DATA TO USE
[START]
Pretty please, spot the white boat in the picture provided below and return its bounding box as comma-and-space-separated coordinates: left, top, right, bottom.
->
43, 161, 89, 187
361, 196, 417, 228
[END]
[START]
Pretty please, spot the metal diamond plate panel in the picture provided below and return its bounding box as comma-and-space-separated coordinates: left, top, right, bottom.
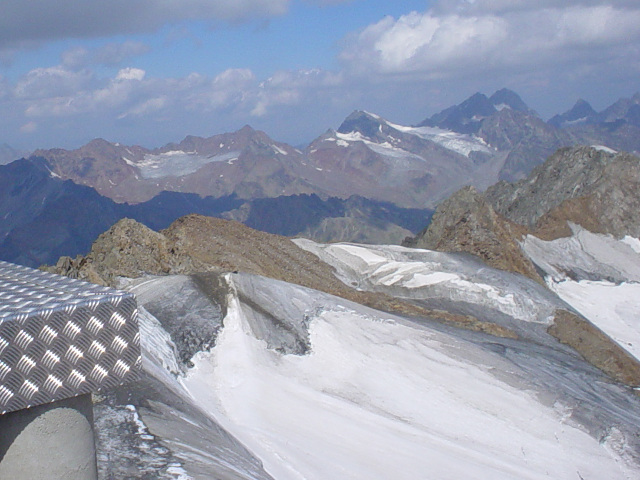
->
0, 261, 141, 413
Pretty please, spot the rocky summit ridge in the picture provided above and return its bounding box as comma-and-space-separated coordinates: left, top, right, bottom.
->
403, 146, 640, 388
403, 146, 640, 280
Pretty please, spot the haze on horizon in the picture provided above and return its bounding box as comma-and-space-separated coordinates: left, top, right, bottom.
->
[END]
OBJECTIVE
Copy out everything in the listing from the line containing "Pretty please, spot the white" down to the line containing "361, 196, 417, 228", both of those lines included, with no changes.

TASK ANSWER
Pretty please, spot the white boat in the picture provided below and return its bounding box as comma-and-space-separated coordinates: left, top, right, bottom.
->
43, 161, 89, 187
361, 196, 417, 228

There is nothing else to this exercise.